**Goal**
Repeat, exactly and alone, every line from the line that contains "the woman's arm." to the end of the entries.

**Records**
━━━━━━

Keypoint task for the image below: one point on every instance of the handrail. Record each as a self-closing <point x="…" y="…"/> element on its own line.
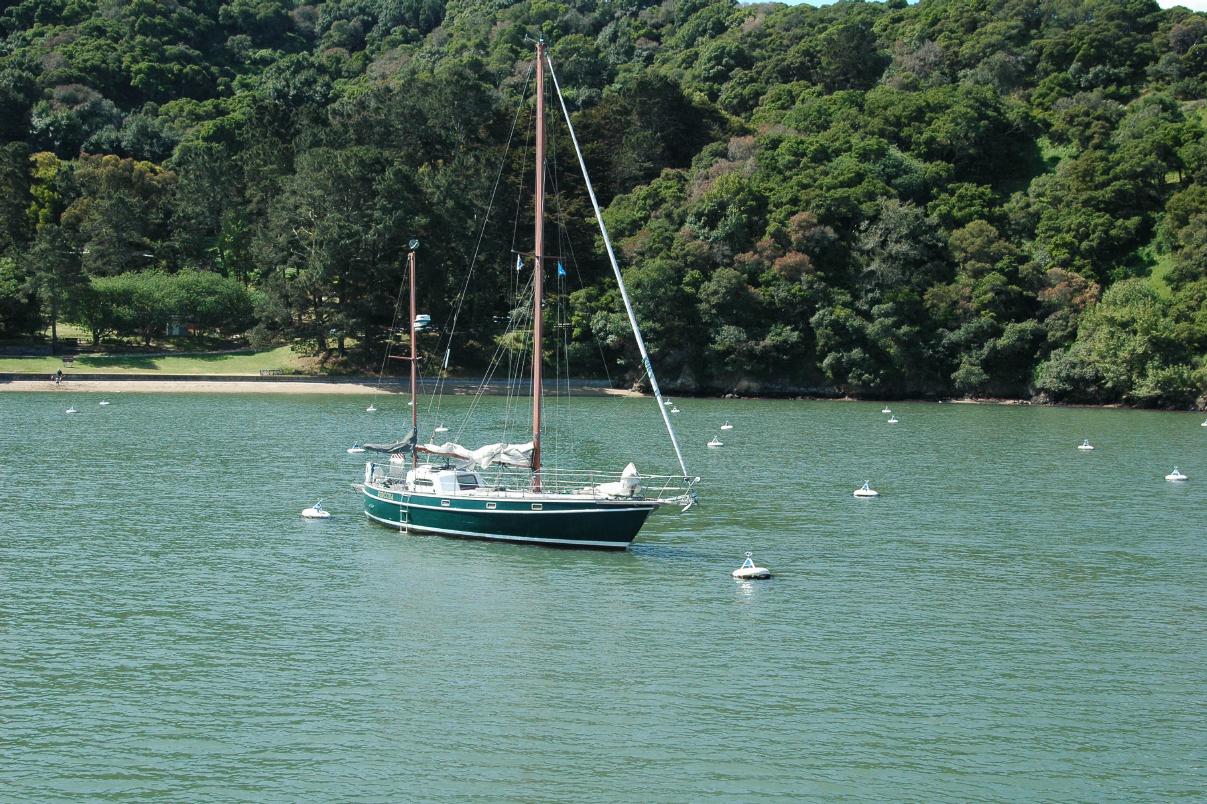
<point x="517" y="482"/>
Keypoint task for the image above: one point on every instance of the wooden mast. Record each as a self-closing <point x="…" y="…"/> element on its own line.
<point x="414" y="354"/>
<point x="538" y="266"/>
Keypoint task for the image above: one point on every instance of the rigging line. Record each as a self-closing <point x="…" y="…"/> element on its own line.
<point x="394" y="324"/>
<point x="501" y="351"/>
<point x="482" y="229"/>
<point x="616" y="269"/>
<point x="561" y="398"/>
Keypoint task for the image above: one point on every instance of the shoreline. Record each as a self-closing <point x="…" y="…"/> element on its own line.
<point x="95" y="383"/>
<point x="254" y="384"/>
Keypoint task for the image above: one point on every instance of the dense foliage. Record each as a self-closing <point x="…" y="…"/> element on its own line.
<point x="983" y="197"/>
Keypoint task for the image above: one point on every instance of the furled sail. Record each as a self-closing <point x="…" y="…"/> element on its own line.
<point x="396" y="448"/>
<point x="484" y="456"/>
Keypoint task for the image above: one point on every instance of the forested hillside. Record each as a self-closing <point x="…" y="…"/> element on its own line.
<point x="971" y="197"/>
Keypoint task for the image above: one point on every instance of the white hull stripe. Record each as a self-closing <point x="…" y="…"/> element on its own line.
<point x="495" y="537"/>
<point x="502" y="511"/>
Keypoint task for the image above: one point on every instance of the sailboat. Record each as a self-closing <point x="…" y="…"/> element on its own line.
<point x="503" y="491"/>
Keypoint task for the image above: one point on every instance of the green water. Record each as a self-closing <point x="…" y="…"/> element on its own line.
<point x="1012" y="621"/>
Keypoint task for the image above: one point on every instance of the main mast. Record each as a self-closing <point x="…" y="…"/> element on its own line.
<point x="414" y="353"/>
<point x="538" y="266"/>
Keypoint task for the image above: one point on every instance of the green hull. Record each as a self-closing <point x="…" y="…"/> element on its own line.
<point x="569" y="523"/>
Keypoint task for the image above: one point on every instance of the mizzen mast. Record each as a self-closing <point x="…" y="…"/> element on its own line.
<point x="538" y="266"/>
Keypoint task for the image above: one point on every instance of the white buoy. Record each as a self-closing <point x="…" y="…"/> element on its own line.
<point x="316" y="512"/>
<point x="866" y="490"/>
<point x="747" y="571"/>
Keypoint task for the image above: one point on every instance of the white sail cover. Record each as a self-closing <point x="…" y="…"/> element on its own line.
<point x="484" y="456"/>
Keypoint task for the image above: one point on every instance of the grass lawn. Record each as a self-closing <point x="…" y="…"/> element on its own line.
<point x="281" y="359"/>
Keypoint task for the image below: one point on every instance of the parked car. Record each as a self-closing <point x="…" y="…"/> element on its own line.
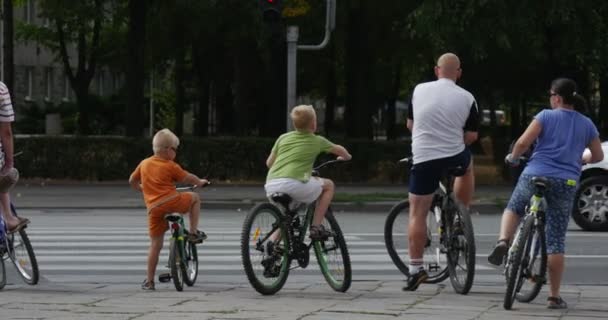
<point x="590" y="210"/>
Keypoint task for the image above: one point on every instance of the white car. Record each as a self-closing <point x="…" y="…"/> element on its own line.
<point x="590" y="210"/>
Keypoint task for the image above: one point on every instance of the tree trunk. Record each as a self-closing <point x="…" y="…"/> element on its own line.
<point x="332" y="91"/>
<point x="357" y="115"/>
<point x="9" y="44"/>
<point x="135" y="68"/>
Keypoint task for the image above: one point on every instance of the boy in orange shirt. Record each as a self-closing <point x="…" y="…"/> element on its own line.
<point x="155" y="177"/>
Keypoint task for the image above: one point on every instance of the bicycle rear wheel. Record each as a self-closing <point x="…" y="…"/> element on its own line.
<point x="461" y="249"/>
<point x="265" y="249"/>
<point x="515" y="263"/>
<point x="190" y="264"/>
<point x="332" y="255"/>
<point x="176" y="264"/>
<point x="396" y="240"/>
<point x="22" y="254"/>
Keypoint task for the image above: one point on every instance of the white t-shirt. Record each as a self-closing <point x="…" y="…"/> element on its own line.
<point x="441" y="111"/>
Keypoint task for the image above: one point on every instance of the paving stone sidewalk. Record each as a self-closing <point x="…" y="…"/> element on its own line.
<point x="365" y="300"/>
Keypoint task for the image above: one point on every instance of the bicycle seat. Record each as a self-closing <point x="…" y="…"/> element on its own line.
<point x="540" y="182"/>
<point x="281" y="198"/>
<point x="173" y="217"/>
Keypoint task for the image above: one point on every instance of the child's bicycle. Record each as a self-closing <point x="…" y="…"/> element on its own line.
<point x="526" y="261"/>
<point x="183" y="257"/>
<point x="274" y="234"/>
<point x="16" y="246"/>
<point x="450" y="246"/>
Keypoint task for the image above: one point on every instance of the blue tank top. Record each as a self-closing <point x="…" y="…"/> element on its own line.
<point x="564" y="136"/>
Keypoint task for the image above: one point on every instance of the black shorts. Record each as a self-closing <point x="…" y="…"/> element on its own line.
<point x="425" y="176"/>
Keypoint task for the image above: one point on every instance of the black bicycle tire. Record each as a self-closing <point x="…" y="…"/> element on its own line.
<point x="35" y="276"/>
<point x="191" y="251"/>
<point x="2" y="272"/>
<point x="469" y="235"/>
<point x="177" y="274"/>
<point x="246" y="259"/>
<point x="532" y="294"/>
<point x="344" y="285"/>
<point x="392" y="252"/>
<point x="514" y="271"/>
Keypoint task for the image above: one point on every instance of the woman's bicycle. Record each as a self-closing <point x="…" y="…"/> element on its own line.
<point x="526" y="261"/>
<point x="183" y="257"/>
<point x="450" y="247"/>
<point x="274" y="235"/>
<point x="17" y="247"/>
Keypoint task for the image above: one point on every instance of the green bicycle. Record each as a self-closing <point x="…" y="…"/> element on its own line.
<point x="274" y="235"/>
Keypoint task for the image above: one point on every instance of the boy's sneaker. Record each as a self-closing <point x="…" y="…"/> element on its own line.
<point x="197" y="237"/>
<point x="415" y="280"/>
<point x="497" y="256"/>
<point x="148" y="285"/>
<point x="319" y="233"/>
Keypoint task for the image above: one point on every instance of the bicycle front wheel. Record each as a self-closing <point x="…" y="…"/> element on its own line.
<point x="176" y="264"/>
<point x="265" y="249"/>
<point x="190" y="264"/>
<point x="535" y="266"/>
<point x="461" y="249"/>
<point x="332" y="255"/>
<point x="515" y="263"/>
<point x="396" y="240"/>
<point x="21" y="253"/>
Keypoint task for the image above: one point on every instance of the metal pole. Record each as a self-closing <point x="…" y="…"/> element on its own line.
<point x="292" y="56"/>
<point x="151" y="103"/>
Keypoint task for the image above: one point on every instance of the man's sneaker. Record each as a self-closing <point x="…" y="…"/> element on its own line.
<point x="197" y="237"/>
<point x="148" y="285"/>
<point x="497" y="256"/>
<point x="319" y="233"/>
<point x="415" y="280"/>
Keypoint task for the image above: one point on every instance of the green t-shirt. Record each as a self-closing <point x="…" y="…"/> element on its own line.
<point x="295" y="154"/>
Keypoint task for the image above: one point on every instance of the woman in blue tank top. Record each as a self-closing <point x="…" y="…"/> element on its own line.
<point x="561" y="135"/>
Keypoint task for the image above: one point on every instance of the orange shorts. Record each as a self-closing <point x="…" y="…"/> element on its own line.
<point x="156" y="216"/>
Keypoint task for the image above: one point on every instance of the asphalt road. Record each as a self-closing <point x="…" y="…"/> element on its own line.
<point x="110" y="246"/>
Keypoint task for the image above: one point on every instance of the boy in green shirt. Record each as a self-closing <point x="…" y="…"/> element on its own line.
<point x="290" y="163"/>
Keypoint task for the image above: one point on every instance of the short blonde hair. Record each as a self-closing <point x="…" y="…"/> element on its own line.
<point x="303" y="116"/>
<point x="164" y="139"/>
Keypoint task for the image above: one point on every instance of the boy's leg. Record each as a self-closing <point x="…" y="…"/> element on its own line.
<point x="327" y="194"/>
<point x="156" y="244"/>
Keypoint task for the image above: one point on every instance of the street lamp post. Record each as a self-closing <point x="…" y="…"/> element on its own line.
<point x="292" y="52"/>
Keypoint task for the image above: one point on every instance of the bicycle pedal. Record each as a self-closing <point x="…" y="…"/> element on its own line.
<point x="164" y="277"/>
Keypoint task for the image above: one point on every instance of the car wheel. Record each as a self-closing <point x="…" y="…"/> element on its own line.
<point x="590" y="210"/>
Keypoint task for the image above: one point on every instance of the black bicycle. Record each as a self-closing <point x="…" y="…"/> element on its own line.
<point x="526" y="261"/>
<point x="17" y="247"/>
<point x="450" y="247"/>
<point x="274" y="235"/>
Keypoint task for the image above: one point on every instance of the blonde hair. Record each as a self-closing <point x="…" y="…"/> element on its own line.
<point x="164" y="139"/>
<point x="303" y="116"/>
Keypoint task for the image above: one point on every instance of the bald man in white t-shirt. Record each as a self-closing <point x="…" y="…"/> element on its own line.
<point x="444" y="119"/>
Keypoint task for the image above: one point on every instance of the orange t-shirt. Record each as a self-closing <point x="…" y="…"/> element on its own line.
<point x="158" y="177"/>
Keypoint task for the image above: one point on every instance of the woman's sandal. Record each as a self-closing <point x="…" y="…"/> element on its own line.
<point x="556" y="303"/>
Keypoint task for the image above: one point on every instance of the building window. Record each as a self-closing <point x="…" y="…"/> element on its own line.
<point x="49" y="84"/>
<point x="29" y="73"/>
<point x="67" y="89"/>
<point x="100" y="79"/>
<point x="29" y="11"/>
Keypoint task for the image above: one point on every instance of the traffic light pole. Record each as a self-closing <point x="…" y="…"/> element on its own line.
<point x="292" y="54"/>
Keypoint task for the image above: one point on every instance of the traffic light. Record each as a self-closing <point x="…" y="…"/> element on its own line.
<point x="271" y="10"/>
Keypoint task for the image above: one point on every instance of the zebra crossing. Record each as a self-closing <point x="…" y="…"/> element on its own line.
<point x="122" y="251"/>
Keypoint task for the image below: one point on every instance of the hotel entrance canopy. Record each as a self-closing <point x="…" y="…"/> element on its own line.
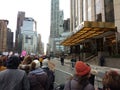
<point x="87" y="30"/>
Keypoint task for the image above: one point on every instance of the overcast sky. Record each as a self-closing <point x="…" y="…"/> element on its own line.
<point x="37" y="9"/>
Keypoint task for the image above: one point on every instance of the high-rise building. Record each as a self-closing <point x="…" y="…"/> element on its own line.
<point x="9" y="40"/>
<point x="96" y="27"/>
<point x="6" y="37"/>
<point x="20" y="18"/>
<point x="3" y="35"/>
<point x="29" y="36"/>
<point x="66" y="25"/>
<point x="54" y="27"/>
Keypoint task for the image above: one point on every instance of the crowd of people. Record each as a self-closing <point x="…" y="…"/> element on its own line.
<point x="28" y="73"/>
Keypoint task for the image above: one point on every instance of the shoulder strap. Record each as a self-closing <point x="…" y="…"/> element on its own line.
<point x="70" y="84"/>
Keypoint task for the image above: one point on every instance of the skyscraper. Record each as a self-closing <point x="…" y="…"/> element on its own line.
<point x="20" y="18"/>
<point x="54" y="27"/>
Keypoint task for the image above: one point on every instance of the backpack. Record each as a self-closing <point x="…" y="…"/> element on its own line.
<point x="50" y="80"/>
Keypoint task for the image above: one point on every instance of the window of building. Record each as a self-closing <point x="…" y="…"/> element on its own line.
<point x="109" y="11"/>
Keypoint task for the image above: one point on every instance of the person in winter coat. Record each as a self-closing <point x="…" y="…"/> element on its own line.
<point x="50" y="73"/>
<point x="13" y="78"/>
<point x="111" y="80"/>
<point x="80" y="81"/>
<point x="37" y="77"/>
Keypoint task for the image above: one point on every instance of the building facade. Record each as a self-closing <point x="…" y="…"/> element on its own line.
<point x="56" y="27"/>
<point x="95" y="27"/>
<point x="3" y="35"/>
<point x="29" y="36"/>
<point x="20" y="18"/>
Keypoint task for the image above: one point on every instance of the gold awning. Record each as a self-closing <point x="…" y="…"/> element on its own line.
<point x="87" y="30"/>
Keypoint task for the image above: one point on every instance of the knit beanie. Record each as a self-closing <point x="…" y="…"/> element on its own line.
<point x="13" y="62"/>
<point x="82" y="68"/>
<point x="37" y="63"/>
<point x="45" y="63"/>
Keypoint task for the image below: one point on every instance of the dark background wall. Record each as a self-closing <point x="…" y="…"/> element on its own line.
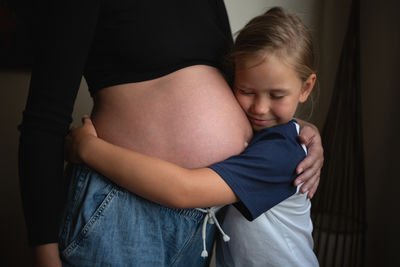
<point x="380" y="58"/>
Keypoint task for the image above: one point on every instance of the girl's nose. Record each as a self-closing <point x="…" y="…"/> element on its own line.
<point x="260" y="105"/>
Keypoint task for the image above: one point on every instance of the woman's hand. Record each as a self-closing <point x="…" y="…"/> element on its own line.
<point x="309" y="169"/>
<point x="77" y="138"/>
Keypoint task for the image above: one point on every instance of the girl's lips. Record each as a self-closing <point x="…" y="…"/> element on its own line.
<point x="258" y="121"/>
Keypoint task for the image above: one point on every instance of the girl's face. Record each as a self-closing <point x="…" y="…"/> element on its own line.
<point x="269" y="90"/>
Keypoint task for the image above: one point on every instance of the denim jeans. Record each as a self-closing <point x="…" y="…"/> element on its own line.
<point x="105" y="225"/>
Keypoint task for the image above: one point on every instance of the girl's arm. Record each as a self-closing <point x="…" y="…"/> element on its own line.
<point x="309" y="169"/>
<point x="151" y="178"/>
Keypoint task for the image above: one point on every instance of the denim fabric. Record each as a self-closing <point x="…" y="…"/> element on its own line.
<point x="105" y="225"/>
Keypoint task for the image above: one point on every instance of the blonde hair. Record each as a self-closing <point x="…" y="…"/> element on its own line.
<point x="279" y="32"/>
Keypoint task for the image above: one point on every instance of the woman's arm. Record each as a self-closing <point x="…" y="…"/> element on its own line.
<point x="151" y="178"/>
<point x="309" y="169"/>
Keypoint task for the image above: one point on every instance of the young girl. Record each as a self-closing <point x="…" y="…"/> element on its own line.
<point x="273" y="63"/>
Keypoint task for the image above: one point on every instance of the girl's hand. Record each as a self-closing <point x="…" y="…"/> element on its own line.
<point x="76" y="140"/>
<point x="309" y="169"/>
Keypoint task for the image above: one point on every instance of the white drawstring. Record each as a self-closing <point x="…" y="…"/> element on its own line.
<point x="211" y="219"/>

━━━━━━

**Task answer**
Keypoint task for the image above: one point on every instance of the woman's arm. Record each as a self-closing <point x="…" y="…"/> element on its own line.
<point x="151" y="178"/>
<point x="309" y="169"/>
Keypoint task for the image above: one point on every instance of the young girl. Record each as a self-closing <point x="…" y="…"/> element on its own line.
<point x="273" y="63"/>
Keypoint task for the image above: one point on every instance of the girl's hand. Record each as a self-closing <point x="…" y="…"/> element on its own line.
<point x="76" y="140"/>
<point x="309" y="169"/>
Keypoint task for the image above: one point on every instance of the white drawstring. Record each as a self-closing <point x="…" y="…"/> element on its own line.
<point x="211" y="219"/>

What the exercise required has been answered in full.